YOUR TASKS:
[A] In the cooperative matrix conversion proposal, what does the baseline cooperative matrix extension explicitly require in order to perform invocation-level manipulation operations?
[B] List every workload that the cooperative matrix conversion proposal mentions as using matrix multiplication, including the simple case the baseline extension handles well.
[C] Write the next part of the cooperative matrix conversion proposal, picking up after its final sentence.

EXCERPTED TEXT:
"""

VK_QCOM_cooperative_matrix_conversion.proposal

This document proposes a new extension that adds additional shader instructions for VK_KHR_cooperative_matrix.

Problem Statement

The baseline Cooperative Matrix extension achieves great performance boost for simple matrix multiplication operations when data is loaded to and from memory.

However, most use cases which leverage matrix multiplication hardware, such as Convolution and Large Language Models, require additional manipulation of input and output data which the opaque cooperative matrix objects do not support directly.

The cooperative matrix extension explicitly requires staging data through shared memory to perform these invocation-level manipulation operations. An extension is needed that allows implementations to create optimized data conversions between the invocation and subgroup scope without explicitly going through shared memory.

"""

(Data entries)

"""

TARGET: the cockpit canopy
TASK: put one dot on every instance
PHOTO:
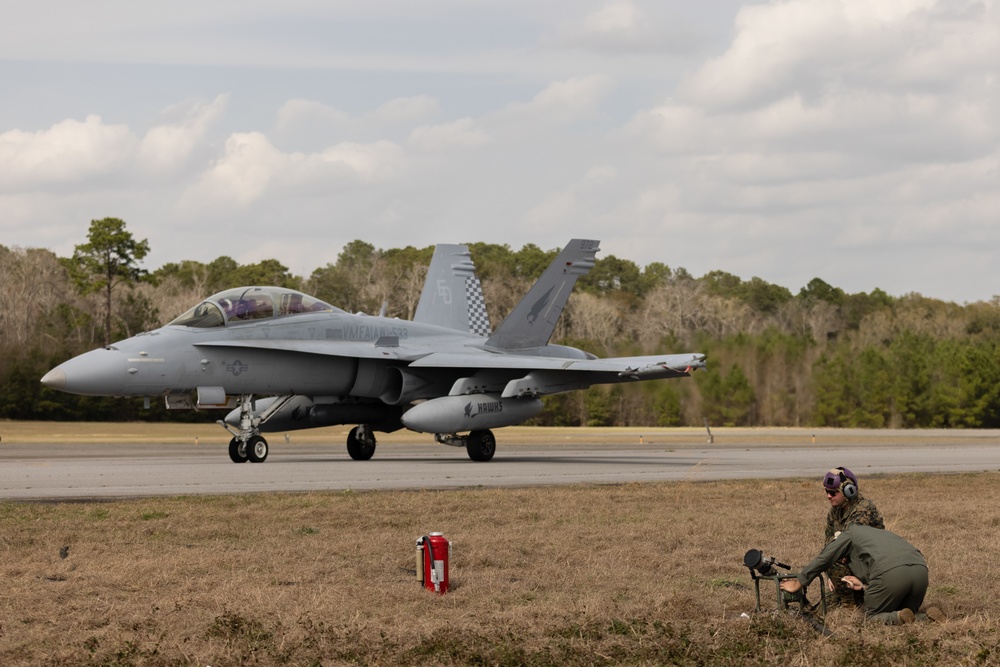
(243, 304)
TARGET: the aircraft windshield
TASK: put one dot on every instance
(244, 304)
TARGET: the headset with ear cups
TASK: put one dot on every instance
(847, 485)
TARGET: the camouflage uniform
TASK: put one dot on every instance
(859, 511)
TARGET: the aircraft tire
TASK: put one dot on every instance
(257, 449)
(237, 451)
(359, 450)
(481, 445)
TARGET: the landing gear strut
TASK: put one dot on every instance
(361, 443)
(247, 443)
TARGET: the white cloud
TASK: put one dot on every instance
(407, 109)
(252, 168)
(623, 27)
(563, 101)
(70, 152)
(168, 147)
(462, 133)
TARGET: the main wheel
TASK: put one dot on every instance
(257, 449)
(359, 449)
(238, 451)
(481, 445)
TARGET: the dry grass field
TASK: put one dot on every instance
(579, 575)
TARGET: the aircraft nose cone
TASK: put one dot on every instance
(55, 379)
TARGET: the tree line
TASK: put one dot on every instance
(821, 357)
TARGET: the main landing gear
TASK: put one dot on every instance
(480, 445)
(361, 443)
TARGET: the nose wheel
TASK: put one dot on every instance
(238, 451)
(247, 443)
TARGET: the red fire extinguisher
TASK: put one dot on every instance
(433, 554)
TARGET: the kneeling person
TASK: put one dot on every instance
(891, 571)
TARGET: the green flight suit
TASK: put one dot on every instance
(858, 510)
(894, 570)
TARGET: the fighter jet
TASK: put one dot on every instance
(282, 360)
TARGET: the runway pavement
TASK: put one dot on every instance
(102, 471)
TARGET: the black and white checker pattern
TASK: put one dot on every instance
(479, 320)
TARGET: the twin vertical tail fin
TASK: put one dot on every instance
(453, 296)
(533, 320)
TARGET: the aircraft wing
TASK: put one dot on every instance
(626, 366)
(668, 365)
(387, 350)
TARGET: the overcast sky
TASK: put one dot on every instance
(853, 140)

"""
"""

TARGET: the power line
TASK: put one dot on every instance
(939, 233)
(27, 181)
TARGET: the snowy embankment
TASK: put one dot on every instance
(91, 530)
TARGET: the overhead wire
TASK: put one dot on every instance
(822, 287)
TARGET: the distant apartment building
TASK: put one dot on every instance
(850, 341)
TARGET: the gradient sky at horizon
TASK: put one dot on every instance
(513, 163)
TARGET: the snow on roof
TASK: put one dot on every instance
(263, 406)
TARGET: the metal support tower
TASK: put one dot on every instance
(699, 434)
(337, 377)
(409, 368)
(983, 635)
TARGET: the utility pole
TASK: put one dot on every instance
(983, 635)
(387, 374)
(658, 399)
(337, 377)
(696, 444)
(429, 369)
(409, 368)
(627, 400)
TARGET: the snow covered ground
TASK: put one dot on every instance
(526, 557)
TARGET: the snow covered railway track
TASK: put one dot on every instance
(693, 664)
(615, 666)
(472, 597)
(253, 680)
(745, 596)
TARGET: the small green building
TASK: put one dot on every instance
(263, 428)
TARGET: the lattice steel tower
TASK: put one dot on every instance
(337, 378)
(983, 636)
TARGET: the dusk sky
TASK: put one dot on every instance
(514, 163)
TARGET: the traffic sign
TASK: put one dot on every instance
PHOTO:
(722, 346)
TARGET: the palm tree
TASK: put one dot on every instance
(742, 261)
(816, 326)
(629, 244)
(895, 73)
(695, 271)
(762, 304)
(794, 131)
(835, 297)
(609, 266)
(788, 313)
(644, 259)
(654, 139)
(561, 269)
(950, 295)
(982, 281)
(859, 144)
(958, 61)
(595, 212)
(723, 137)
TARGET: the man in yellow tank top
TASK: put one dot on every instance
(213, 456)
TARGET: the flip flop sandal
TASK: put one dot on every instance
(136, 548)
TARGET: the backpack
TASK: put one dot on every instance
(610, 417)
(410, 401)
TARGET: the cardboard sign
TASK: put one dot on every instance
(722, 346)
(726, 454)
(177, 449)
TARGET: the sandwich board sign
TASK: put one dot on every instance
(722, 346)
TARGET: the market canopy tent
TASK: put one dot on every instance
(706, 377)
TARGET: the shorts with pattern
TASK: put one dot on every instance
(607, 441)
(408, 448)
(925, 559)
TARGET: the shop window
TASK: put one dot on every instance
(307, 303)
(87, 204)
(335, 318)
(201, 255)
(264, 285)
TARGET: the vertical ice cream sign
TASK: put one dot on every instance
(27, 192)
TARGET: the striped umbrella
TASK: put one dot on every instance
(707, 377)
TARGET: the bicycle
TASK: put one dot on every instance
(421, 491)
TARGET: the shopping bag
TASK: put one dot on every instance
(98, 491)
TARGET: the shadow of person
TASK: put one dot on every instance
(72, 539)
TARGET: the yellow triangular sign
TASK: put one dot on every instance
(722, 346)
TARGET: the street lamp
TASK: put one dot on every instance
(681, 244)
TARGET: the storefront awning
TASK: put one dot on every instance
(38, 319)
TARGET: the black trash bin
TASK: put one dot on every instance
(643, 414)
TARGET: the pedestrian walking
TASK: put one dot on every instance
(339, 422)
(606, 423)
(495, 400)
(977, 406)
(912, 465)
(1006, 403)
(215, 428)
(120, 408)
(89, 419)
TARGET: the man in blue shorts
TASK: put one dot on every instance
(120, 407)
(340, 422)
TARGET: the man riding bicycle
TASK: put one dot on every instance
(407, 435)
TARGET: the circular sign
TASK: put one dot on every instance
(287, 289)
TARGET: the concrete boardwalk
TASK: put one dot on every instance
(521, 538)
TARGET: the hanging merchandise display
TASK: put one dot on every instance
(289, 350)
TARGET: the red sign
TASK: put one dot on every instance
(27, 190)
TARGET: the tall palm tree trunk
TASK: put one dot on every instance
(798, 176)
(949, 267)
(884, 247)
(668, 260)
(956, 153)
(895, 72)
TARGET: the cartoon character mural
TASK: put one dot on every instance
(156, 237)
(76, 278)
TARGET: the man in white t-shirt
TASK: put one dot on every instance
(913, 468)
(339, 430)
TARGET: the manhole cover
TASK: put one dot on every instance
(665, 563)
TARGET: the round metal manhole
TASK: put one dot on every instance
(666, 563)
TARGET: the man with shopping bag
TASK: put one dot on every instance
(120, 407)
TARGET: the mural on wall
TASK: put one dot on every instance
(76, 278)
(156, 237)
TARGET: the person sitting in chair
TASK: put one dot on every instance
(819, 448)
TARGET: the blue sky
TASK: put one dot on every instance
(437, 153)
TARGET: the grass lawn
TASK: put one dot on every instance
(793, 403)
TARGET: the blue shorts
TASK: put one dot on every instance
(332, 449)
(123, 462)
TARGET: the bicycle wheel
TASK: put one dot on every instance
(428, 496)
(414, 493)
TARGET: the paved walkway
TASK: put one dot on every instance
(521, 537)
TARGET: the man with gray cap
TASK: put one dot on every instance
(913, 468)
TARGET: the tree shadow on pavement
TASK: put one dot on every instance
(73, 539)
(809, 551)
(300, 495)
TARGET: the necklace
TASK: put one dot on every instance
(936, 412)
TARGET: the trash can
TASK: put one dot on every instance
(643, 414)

"""
"""

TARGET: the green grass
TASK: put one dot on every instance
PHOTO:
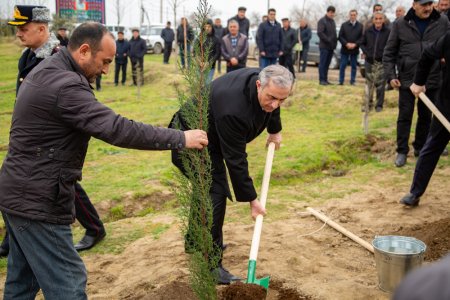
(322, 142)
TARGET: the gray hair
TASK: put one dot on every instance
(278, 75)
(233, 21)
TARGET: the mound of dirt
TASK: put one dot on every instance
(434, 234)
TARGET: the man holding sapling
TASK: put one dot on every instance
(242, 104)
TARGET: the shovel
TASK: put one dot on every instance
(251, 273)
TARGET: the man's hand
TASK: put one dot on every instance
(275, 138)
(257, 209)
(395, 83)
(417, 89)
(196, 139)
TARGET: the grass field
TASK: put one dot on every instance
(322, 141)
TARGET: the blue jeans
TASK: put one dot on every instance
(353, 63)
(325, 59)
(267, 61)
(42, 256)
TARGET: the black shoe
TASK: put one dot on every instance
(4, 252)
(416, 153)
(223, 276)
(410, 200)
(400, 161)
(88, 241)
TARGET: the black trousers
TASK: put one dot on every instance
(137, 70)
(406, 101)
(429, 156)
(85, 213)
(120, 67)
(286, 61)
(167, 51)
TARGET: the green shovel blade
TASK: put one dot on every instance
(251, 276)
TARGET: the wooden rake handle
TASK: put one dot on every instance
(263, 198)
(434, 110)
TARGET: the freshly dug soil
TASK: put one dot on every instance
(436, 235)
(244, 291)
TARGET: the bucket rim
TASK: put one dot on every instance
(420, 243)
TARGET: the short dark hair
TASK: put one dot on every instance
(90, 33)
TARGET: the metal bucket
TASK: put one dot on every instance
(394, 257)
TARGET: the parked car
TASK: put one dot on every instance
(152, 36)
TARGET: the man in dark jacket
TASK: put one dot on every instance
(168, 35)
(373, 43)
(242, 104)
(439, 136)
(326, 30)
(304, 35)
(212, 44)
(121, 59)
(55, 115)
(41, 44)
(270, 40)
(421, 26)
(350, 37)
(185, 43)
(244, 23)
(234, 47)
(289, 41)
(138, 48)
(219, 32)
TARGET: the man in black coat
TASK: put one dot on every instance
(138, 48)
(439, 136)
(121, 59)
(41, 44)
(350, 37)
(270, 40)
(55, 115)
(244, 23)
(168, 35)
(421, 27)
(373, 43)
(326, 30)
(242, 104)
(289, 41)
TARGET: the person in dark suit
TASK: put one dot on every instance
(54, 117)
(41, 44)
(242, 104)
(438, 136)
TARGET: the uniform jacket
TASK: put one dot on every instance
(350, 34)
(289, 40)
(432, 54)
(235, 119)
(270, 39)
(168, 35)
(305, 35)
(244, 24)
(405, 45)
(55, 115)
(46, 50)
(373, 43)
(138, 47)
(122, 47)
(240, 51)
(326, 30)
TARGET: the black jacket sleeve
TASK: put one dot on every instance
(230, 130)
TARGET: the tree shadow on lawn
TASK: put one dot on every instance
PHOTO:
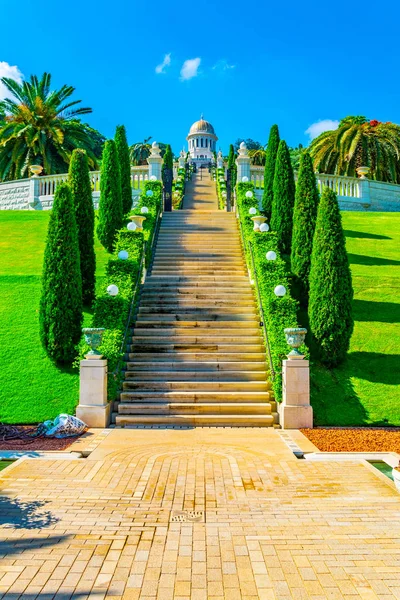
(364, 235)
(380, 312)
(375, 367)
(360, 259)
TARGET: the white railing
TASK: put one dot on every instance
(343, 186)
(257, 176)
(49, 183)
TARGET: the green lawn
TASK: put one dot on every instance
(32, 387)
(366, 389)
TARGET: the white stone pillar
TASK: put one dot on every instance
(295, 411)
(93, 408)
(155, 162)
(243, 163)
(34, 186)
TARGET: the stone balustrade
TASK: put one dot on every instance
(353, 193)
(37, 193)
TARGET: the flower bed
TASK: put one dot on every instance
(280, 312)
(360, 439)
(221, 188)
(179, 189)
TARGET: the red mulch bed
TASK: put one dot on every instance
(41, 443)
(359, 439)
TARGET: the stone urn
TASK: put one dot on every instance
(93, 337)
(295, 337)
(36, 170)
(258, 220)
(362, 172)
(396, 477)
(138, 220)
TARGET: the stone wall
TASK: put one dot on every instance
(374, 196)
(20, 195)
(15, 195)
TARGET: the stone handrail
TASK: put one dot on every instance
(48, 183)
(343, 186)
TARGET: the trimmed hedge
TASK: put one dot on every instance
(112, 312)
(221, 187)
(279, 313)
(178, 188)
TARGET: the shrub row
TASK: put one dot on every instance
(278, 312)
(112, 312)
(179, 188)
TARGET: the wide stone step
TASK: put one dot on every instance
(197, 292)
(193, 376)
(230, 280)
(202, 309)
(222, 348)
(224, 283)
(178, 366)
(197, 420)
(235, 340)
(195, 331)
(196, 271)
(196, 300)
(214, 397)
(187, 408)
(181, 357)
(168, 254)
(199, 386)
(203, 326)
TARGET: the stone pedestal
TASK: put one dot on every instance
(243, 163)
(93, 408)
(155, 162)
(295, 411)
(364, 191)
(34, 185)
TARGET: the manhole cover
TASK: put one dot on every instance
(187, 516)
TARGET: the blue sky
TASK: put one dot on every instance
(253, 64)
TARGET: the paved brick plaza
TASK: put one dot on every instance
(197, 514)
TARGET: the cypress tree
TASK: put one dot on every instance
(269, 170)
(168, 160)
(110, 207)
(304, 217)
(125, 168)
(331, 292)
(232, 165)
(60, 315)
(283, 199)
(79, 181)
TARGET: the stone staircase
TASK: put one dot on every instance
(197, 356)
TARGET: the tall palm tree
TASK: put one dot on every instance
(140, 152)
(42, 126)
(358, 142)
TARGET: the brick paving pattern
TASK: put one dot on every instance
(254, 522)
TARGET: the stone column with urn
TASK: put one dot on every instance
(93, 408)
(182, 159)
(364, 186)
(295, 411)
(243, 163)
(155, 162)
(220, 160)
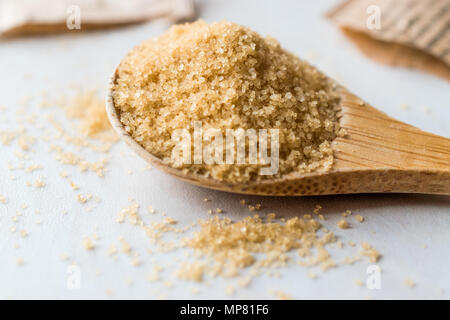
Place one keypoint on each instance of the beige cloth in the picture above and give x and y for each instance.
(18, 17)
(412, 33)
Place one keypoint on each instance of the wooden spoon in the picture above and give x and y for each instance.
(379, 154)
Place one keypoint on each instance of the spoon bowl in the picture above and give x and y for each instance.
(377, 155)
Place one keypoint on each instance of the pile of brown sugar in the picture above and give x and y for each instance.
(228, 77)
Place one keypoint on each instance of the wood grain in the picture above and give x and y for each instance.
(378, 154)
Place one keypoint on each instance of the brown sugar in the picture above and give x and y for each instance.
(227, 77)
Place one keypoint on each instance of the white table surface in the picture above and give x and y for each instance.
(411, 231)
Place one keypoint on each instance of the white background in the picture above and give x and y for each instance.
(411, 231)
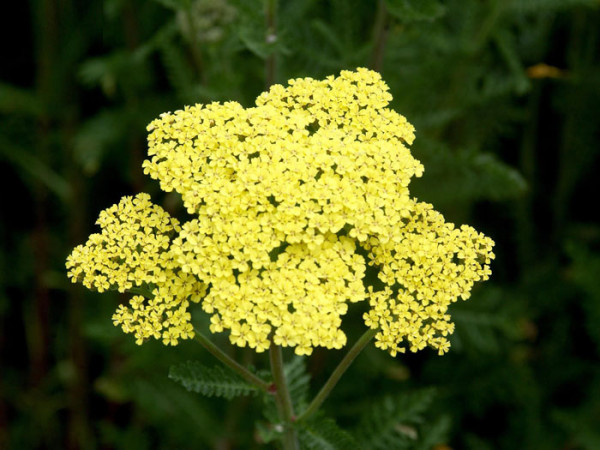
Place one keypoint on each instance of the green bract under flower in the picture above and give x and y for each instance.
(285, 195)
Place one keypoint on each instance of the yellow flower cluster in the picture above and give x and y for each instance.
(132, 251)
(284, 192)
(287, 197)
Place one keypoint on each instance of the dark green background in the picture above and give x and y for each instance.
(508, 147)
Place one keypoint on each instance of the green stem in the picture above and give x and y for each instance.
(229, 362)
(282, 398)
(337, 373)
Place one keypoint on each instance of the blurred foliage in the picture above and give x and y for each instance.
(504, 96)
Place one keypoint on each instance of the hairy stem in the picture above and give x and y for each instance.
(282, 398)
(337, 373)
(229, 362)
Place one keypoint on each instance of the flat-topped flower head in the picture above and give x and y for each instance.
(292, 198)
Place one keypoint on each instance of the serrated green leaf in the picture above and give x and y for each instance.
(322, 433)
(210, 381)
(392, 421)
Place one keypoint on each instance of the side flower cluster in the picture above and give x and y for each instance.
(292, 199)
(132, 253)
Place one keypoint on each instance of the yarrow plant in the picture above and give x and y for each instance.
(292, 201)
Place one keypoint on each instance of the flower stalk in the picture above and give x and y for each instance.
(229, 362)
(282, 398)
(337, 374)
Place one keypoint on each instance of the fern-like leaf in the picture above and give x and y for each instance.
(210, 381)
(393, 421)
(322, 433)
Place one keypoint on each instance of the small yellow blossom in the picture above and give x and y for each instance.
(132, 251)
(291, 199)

"""

ANSWERS FOR THIS EXERCISE:
[A] It requires staging data through shared memory.

[B]
- Simple matrix multiplication operations with data loaded to and from memory
- Convolution
- Large Language Models

[C]
Solution Space

An explicit conversion API allows the application to bypass staging to shared memory.

Proposal

This proposal exposes support for the SPV_QCOM_cooperative_matrix_conversion SPIR-V extension. This extension provides the following:

Capabilities:
- CooperativeMatrixConversionQCOM
Instructions:
- OpBitCastArrayQCOM
- OpCompositeConstructCoopMatQCOM
- OpCompositeExtractCoopMatQCOM
- OpExtractSubArrayQCOM

This extension is compatible with the GLSL extension GLSL_QCOM_cooperative_matrix_conversion.

Unlike GLSL_KHR_cooperative_matrix.txt, these instructions permit the per-invocation vectors to be located in private memory. Allowing workflows where shared memory staging is not required. These can also enable applications to write less vendor-dependent shaders, bypassing vendor required loading constraints and shuffling of data.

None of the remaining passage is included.